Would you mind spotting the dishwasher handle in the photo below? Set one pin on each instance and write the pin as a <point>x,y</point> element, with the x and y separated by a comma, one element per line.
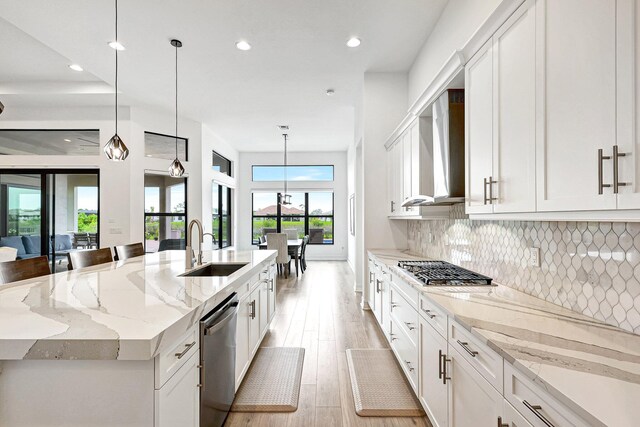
<point>222,321</point>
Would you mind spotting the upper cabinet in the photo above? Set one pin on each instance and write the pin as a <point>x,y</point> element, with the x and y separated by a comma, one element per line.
<point>500,119</point>
<point>551,120</point>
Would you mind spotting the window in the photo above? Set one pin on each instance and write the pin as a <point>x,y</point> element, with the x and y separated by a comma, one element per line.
<point>57,142</point>
<point>164,146</point>
<point>221,213</point>
<point>309,214</point>
<point>165,212</point>
<point>221,164</point>
<point>294,173</point>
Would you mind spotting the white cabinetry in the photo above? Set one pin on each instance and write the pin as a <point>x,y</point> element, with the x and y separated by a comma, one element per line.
<point>500,119</point>
<point>177,403</point>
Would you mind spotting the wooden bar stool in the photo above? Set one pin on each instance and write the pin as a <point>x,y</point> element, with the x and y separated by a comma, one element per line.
<point>13,271</point>
<point>128,251</point>
<point>81,259</point>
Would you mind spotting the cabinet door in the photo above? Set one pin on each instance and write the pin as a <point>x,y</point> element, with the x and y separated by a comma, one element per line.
<point>177,403</point>
<point>254,321</point>
<point>242,338</point>
<point>628,113</point>
<point>513,418</point>
<point>472,400</point>
<point>433,392</point>
<point>263,312</point>
<point>576,103</point>
<point>515,113</point>
<point>479,129</point>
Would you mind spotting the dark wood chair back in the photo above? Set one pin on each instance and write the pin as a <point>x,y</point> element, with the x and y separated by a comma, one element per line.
<point>12,271</point>
<point>81,259</point>
<point>128,251</point>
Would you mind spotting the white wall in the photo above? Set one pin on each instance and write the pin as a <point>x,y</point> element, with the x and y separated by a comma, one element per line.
<point>457,23</point>
<point>337,251</point>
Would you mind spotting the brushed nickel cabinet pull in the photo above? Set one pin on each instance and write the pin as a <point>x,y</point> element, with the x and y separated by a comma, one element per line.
<point>465,345</point>
<point>616,170</point>
<point>536,411</point>
<point>428,312</point>
<point>183,352</point>
<point>601,158</point>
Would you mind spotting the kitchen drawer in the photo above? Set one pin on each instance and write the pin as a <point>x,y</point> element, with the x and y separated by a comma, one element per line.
<point>536,405</point>
<point>168,362</point>
<point>433,315</point>
<point>408,291</point>
<point>404,312</point>
<point>406,352</point>
<point>486,361</point>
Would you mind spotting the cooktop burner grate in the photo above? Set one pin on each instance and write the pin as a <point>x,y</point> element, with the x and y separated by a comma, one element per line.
<point>443,273</point>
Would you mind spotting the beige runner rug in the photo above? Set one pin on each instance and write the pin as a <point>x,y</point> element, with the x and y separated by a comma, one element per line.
<point>378,384</point>
<point>272,383</point>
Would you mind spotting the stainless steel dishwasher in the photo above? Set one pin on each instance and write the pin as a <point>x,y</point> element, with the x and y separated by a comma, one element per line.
<point>218,362</point>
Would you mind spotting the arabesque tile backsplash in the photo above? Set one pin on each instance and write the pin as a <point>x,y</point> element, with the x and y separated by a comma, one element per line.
<point>589,267</point>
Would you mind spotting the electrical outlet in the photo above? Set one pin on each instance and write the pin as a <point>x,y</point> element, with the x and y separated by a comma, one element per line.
<point>534,257</point>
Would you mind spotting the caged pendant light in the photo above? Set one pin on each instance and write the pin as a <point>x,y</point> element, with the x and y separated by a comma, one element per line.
<point>285,199</point>
<point>115,149</point>
<point>176,169</point>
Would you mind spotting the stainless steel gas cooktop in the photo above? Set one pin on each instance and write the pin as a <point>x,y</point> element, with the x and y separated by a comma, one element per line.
<point>434,273</point>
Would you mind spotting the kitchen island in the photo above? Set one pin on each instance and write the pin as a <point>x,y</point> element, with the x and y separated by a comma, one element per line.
<point>99,346</point>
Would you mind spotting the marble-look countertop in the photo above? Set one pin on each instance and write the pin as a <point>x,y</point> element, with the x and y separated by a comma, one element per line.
<point>126,310</point>
<point>591,367</point>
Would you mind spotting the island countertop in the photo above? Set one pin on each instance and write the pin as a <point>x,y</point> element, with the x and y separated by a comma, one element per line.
<point>591,367</point>
<point>123,310</point>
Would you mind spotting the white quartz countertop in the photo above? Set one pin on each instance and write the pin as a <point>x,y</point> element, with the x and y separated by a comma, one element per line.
<point>125,310</point>
<point>591,367</point>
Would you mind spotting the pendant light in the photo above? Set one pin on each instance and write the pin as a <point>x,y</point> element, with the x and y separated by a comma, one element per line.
<point>285,199</point>
<point>115,149</point>
<point>176,169</point>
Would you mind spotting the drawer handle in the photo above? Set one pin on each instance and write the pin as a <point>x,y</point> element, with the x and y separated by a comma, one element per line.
<point>465,345</point>
<point>411,328</point>
<point>431,316</point>
<point>187,348</point>
<point>536,411</point>
<point>442,361</point>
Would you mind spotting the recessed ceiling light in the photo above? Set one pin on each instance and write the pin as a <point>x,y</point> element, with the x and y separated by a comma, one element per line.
<point>353,42</point>
<point>243,45</point>
<point>116,45</point>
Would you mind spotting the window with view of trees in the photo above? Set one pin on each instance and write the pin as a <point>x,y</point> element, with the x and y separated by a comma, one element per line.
<point>309,214</point>
<point>165,212</point>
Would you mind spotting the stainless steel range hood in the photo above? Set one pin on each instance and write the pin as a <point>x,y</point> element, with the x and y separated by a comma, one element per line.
<point>448,153</point>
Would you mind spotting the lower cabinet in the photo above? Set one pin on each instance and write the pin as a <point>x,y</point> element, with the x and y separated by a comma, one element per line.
<point>472,400</point>
<point>177,403</point>
<point>433,389</point>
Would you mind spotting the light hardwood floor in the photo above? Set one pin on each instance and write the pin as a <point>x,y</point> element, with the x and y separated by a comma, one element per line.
◆ ◆ ◆
## YOUR GOAL
What is needed is an exact transcription of every entry, minus the pictures.

## WRITTEN SOLUTION
Would you mind spotting the dishwasher handle in the photo below? Set one pin on each instance and write the pin as a <point>x,y</point> element, with the x and y separated by a comma, one element per line.
<point>222,321</point>
Would you mind spotting the upper cabinet in the photo above? Set one pin on each instance and write the pin as a <point>x,y</point> element, with the x and y separated by a comma, one element per line.
<point>500,119</point>
<point>551,120</point>
Would you mind spotting the window in the photo above? Set one pin on each instance and write the pin as a <point>x,y</point> element, with the x and y separated by a comma, one element per line.
<point>57,142</point>
<point>164,146</point>
<point>221,213</point>
<point>309,214</point>
<point>165,212</point>
<point>221,164</point>
<point>294,173</point>
Would you mind spotting the white cabinetry in the photo above? Set one pin on each instance and write the pin as a <point>x,y</point> element, with the x and y separated by a comma, one element per line.
<point>500,119</point>
<point>177,403</point>
Would you mind spotting the wooden bar stool in the photo above? Set one pin on each instance and write the pin as a <point>x,y</point> element, with the x and y separated by a comma, one element per line.
<point>13,271</point>
<point>128,251</point>
<point>81,259</point>
Would you mind spotting the cabinet door in the photo above? Set one pin on each instance and write the pin as a <point>x,y</point> element, with the x and y separated by a comma, one element per line.
<point>177,403</point>
<point>254,321</point>
<point>242,338</point>
<point>628,113</point>
<point>513,418</point>
<point>472,400</point>
<point>433,392</point>
<point>263,312</point>
<point>576,103</point>
<point>515,113</point>
<point>479,129</point>
Would you mind spotting the dark wood chair back in the photo above? Set one pin on each instance and write the pin as a <point>x,y</point> element, with the x and y separated by a comma, one element per line.
<point>12,271</point>
<point>81,259</point>
<point>128,251</point>
Would you mind spotting the white wall in the photo above? Set one pin on each instance and write the pin as a <point>x,y</point> element, with the x and y separated by a comma, one element per line.
<point>457,23</point>
<point>337,251</point>
Would you mind spotting the brushed nickel cabinet pull in the photo above? Set one pin on each instance and write the pin as a <point>x,y</point> element, with the x and y separated by a comma, one element per line.
<point>465,345</point>
<point>616,170</point>
<point>536,411</point>
<point>428,312</point>
<point>183,352</point>
<point>601,158</point>
Would you mind spotting the kitchen drawer in the photo above? Set one pin on each instance and write the pin as a <point>x,y</point> element, with the x and y separated by a comma, one element per line.
<point>536,405</point>
<point>168,362</point>
<point>433,315</point>
<point>408,291</point>
<point>404,312</point>
<point>406,352</point>
<point>486,361</point>
Would you mind spotting the cooktop burner grate in the photo above? Set one pin on each instance and write the pin as a <point>x,y</point> element, with the x and y separated by a comma, one element per line.
<point>443,273</point>
Would you mind spotting the beige runner rug in the photo above? Set one pin on each instance and write the pin as a <point>x,y</point> element, with the x and y separated by a comma, one element per line.
<point>378,384</point>
<point>272,383</point>
Would you mind spotting the stainless steel dishwasher in the photo above? Set one pin on each instance and write the pin as a <point>x,y</point> element, with the x and y separated by a comma, one element per line.
<point>218,362</point>
Would you mind spotting the arabesque tile backsplash in the photo above? Set one pin on each instance and write the pin as a <point>x,y</point> element, with the x and y separated by a comma, one element per line.
<point>589,267</point>
Would you mind spotting the electrical outlet in the photo above? Set one pin on each instance and write the pin as a <point>x,y</point> element, with the x and y separated by a comma, one element per line.
<point>534,257</point>
Would you mind spotting the caged pendant light in the photo above? Set one pin on each instance and write the pin as a <point>x,y</point> element, with the x and y separated by a comma, one element per line.
<point>285,199</point>
<point>115,149</point>
<point>176,169</point>
Would you mind spotting the stainless steel gas cooktop in the photo above? Set one pin on each instance and write the pin as a <point>x,y</point> element, with the x and y separated by a comma, one element per line.
<point>434,273</point>
Would you mind spotting the kitchen island in the photo above? Set one pin on each instance and write the pin as a <point>x,y</point> element, with the x and y separated by a comma, one element per line.
<point>99,346</point>
Would you mind spotting the marble-look countertop in the photo above? Set one pin on each instance and write the pin as a <point>x,y</point> element, with the x and y separated by a comma, one element per line.
<point>126,310</point>
<point>591,367</point>
Would you mind spotting the island countertop in the photo above? Set one pin on each instance and write the pin as a <point>x,y</point> element, with the x and y separated by a comma, one element per line.
<point>591,367</point>
<point>123,310</point>
Would you mind spotting the white quartz countertop in the photo above? Set one pin on each instance and write the pin as a <point>x,y</point> element, with the x and y separated by a comma, one element per line.
<point>125,310</point>
<point>591,367</point>
Would you mind spotting the pendant light in the photo above? Set one pin on each instance and write the pin as a <point>x,y</point> element, with the x and y separated by a comma, one element per line.
<point>285,199</point>
<point>115,149</point>
<point>176,169</point>
Would you mind spotting the drawer handle in the photo above? Set one pin on each instance and write the pin as a <point>x,y</point> element, with the x and y separated by a comma, one element per line.
<point>465,345</point>
<point>411,328</point>
<point>431,316</point>
<point>187,348</point>
<point>536,411</point>
<point>442,361</point>
Would you mind spotting the recessed ceiling light in the photo above? Set one pin on each instance and write the pin as a <point>x,y</point> element, with the x and y separated by a comma, one element per line.
<point>353,42</point>
<point>243,45</point>
<point>116,45</point>
Would you mind spotting the window with view of trees in the photo above? Set one pin on each instance and write the pin as a <point>x,y</point> element, with the x and y separated by a comma, one element per line.
<point>309,214</point>
<point>165,212</point>
Would you mind spotting the stainless steel range hood in the photo above? Set one pin on each instance and write the pin as a <point>x,y</point> element, with the x and y separated by a comma, one element per line.
<point>448,153</point>
Would you mind spotting the lower cabinet in the photo above? Set one pin on each instance and write the pin as a <point>x,y</point> element, with the x and y separated by a comma, one element per line.
<point>472,400</point>
<point>177,403</point>
<point>433,389</point>
Would you mind spotting the light hardwood floor in the photo above? Set one pin on each instance and write the pin as a <point>x,y</point> element, with the x and y separated by a comma, one element per line.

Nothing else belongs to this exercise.